→ **Task brief**:
Exactly and only the lines from the one containing "Target: roof eave" through the close of the entries below are to be set down.
::::
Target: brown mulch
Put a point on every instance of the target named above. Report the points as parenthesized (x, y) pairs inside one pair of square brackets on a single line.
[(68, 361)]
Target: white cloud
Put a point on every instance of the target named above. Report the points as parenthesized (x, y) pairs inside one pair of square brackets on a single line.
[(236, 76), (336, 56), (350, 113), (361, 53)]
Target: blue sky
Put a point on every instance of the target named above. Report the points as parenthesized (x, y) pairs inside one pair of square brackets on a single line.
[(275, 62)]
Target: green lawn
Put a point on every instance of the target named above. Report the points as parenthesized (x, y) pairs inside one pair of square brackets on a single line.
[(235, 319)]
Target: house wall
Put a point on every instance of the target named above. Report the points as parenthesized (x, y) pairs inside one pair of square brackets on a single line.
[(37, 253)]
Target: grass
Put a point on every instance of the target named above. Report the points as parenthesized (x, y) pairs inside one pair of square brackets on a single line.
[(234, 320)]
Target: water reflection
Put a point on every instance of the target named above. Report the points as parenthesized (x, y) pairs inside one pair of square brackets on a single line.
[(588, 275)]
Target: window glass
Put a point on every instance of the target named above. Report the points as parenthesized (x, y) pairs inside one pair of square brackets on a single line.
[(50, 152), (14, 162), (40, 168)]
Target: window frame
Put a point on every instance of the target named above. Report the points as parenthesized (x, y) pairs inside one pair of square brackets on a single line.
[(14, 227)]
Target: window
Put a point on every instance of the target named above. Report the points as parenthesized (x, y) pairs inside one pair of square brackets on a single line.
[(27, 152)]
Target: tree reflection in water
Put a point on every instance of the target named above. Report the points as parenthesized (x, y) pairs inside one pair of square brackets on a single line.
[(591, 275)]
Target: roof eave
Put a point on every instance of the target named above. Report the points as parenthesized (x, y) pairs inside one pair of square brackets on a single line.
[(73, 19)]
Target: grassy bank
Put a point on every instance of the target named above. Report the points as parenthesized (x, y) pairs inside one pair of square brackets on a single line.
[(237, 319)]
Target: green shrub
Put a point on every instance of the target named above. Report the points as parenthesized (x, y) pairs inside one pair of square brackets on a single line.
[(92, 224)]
::::
→ **Task output**:
Target: roof eave
Put a point on every instance of the target named above. Report the points as parenthesized (x, y) pairs inside one pair of square brackets on a single line.
[(73, 19)]
Target: grassy bank
Put a point on every instance of the target named above. Report the points as parenthesized (x, y) pairs inside one pair of square brackets on a single line.
[(237, 319)]
Target: green shrub
Put a point on every instance of the target named above. Report the points as parenthesized (x, y) pairs inside one pair of square brackets on a single line.
[(92, 224)]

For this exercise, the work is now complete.